Rewrite all the items below, changing each occurrence of "Target" to "Object" and keeping every other character the same.

==*==

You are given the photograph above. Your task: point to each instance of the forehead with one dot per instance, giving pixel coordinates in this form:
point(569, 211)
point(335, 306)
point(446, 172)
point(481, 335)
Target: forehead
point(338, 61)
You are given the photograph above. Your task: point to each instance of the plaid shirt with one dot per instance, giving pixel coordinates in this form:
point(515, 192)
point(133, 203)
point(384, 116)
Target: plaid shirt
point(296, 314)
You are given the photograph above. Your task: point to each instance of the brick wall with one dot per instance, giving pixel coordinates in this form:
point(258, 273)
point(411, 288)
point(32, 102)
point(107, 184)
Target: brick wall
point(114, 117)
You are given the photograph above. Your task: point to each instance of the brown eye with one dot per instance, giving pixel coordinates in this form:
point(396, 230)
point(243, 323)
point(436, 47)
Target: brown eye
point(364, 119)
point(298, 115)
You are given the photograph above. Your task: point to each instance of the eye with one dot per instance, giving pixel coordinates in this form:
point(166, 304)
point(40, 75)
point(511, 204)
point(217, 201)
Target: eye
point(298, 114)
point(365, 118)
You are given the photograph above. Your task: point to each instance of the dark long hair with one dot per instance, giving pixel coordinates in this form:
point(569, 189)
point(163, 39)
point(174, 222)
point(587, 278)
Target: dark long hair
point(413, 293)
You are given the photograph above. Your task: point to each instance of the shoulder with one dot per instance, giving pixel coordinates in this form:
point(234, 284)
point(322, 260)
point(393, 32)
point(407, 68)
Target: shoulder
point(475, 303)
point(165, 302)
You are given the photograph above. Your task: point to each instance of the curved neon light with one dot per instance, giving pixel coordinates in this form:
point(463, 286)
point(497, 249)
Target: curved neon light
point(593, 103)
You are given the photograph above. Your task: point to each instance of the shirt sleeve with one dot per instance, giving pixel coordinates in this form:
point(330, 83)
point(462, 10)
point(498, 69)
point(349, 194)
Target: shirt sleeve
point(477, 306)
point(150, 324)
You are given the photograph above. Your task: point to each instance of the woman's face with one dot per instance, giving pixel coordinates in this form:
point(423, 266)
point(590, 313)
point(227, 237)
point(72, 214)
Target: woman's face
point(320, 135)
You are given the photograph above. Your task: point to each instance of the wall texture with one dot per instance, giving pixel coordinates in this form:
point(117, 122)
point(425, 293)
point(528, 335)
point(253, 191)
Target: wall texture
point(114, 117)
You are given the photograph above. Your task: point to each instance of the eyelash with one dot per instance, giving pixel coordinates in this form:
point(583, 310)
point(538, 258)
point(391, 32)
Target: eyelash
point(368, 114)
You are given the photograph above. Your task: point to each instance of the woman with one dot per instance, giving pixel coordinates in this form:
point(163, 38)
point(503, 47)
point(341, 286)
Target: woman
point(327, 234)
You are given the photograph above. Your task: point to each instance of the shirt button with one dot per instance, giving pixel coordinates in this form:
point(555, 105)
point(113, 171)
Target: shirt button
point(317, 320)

==*==

SOLUTION TO THE EXERCISE:
You are given the photograph above. Your task: point to each instance of the forehead with one dot per instance, giving pixel coordinates in this form:
point(569, 211)
point(335, 306)
point(446, 172)
point(481, 335)
Object: forehead
point(338, 61)
You are given the photograph above. Your task: point to each instance of the plaid shirt with one dot per instance, giving pixel coordinates in this form:
point(515, 192)
point(133, 203)
point(384, 116)
Object: plaid shirt
point(296, 314)
You are given the photograph above. Your task: point to each instance of the brick wall with one dot per instance, giving pixel coordinates in this form:
point(258, 273)
point(411, 288)
point(32, 102)
point(107, 184)
Object: brick wall
point(114, 117)
You are given the photograph above. Your task: point to each instance of the brown eye with one dot per instance, giving pixel coordinates in this form:
point(396, 230)
point(243, 323)
point(436, 47)
Object: brown eye
point(364, 119)
point(298, 115)
You are given the photograph above. Your task: point to each instance of the eye with one dot per instance, giving pixel coordinates in this form:
point(166, 304)
point(40, 75)
point(511, 204)
point(217, 201)
Object: eye
point(298, 114)
point(365, 118)
You are given the photograph above. Your task: point to each instance of the dark long hair with one dot per instance, giving pixel coordinates in this form:
point(569, 189)
point(163, 39)
point(174, 222)
point(587, 278)
Object: dark long hair
point(413, 293)
You are given the photograph above. Your task: point to each instance of the shoulder with one dot per instance, giving pixel coordinates in this form:
point(234, 284)
point(322, 260)
point(393, 32)
point(407, 68)
Object: shoulder
point(475, 303)
point(165, 302)
You are given the photograph above. Your task: point to each instance of the curved neon light with one dot per instance, giving pixel coordinates in this form:
point(463, 286)
point(497, 249)
Object: curved neon light
point(593, 103)
You are given the photograph above. Your task: point to each instance of the shirt sleeve with one dot per instance, giving pixel coordinates in this form:
point(330, 83)
point(462, 10)
point(498, 69)
point(349, 194)
Object: shirt sleeve
point(477, 306)
point(150, 324)
You are given the photograph above. Your task: point to each instance of the woman's face with one dot per instance, giving pixel coordinates in this form:
point(423, 266)
point(590, 313)
point(227, 237)
point(72, 214)
Object: woman's face
point(320, 135)
You are given the photograph above. Your task: point to each instance of the wall texture with one dot per instance, giving pixel coordinates in this form:
point(117, 122)
point(425, 293)
point(528, 335)
point(253, 191)
Object: wall texture
point(114, 117)
You are given the photograph above. Your task: point to each instance of the eyelash with one dot per instance, giving pixel coordinates in this form:
point(583, 310)
point(538, 258)
point(391, 32)
Object: eyelash
point(368, 114)
You are given the photograph above. Your task: point to each instance of the woman with one dot per instance, giving pixel coordinates in this form:
point(163, 38)
point(503, 47)
point(341, 286)
Object: woman
point(327, 234)
You are given the photograph above. Your task: point to each instance of the shirt button with one dot per instance, giving pixel coordinates in this form:
point(555, 105)
point(113, 171)
Object: shirt button
point(317, 320)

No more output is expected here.